== Given task ==
Look below for the line containing "of the main". Output it and each remaining line of the entries exactly, and nothing else.

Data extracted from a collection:
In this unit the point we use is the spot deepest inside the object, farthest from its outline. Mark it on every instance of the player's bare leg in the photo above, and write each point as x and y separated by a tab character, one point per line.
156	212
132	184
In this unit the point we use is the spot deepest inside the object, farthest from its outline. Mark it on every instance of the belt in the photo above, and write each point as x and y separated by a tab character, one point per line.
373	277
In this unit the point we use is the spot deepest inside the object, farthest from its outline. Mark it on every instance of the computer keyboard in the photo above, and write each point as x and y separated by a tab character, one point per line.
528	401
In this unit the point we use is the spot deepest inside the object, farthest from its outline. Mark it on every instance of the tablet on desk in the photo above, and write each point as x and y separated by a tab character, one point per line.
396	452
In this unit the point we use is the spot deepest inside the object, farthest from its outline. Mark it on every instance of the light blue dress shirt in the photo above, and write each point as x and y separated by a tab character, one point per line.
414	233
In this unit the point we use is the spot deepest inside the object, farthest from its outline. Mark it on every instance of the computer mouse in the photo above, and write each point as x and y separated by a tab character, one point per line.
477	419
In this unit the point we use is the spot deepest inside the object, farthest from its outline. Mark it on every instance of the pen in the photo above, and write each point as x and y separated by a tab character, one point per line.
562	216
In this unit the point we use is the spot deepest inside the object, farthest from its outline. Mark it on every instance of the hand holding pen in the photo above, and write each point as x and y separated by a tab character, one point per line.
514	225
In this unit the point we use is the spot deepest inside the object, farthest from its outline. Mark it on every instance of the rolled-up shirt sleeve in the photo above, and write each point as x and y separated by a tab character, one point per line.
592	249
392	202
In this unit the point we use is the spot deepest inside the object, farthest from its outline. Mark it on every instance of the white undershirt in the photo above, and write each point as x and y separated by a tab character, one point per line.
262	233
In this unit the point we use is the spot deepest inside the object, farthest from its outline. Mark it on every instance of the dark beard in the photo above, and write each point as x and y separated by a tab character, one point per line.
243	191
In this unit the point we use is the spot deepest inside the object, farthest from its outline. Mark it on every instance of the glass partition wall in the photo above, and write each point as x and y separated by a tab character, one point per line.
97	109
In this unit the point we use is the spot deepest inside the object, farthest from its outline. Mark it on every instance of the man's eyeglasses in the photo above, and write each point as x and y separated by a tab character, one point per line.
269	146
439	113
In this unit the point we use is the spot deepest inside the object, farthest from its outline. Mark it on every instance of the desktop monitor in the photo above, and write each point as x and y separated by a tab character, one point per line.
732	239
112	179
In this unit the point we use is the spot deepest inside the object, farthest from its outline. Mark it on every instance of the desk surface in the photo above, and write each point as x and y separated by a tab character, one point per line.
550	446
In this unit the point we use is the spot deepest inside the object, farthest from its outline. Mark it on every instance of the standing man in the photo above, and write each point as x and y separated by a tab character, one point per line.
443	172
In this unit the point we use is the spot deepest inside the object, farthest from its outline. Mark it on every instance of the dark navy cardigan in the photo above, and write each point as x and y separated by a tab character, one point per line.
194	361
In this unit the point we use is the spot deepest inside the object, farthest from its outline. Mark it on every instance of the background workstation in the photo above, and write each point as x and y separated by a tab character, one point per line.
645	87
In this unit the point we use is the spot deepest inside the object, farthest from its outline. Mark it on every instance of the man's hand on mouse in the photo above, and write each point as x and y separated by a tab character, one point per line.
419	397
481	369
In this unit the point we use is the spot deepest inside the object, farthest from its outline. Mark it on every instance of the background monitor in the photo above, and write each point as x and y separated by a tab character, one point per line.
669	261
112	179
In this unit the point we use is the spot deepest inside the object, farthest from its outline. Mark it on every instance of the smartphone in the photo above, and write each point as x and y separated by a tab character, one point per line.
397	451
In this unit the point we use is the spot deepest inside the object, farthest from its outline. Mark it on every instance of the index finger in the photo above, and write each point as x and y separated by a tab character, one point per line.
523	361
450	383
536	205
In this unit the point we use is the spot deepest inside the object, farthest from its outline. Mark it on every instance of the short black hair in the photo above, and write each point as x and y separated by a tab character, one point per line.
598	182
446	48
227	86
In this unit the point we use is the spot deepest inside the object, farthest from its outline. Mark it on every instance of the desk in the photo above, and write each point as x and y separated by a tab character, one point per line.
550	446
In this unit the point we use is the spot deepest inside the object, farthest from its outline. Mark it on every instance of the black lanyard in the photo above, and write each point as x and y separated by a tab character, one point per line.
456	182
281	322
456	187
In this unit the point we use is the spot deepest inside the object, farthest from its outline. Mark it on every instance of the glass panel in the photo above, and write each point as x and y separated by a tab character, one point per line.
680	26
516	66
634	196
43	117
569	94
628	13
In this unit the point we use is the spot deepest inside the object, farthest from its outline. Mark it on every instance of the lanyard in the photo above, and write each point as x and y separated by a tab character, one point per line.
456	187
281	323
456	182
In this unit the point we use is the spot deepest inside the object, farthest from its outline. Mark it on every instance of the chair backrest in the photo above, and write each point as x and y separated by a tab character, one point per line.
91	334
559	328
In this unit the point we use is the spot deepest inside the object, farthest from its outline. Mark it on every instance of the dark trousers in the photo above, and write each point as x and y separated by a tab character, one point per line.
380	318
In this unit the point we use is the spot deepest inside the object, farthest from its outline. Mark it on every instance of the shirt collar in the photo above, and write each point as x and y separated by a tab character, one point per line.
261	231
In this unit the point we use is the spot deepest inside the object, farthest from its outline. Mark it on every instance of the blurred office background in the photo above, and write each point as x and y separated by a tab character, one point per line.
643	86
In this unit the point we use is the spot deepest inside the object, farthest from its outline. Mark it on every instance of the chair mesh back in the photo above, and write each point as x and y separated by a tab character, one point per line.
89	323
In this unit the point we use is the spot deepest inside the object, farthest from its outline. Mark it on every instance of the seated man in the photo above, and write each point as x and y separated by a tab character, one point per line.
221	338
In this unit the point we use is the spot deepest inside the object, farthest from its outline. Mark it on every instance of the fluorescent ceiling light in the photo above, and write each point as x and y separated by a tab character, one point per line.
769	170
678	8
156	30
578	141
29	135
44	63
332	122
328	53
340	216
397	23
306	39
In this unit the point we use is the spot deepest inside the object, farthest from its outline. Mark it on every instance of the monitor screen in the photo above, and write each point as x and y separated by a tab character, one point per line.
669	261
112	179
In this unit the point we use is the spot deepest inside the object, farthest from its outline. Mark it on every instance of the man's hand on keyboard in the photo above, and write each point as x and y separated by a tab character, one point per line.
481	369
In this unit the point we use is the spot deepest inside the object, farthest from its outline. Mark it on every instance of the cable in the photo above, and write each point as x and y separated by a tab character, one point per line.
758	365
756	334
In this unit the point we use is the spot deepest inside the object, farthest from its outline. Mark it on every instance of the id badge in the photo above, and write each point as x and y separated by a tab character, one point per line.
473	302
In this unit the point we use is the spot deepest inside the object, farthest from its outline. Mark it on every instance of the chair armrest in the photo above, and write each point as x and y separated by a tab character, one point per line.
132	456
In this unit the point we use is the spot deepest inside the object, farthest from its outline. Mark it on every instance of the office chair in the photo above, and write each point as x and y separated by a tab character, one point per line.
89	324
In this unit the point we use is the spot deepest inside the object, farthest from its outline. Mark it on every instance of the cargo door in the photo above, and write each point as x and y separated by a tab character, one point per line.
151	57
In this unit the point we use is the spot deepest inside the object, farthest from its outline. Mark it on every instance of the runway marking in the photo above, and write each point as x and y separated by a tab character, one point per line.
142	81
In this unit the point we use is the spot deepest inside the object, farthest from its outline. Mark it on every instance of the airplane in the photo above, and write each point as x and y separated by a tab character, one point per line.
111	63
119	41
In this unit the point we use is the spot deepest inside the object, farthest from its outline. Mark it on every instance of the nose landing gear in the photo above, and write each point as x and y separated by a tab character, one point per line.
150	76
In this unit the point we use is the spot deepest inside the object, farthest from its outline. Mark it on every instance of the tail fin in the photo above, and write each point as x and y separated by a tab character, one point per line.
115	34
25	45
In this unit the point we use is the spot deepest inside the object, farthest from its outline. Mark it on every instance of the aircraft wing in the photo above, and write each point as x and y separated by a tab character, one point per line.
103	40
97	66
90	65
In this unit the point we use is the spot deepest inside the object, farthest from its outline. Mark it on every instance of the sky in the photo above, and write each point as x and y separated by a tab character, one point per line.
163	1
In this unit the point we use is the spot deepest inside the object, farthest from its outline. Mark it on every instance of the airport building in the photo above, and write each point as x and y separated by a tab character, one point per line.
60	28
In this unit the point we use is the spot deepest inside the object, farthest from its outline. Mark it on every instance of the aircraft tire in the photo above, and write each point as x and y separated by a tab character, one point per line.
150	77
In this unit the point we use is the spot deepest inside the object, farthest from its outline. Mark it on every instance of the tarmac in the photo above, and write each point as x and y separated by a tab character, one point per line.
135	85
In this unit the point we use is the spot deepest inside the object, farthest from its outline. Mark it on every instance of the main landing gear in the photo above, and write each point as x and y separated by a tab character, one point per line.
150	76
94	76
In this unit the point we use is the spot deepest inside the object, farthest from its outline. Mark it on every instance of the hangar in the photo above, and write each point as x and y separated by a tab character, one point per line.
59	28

== In response ==
In this unit the point we use is the spot deepest inside the object, farthest from its outline. Mark it on every instance of the main landing gear in the photo above, and write each point as x and y separated by a tab character, one point per line.
150	76
94	76
In this unit the point we use is the spot deepest inside the object, farthest from its outline. Mark it on every instance of the hangar in the photo above, and write each point as x and y separated by a tab character, one point per line.
59	28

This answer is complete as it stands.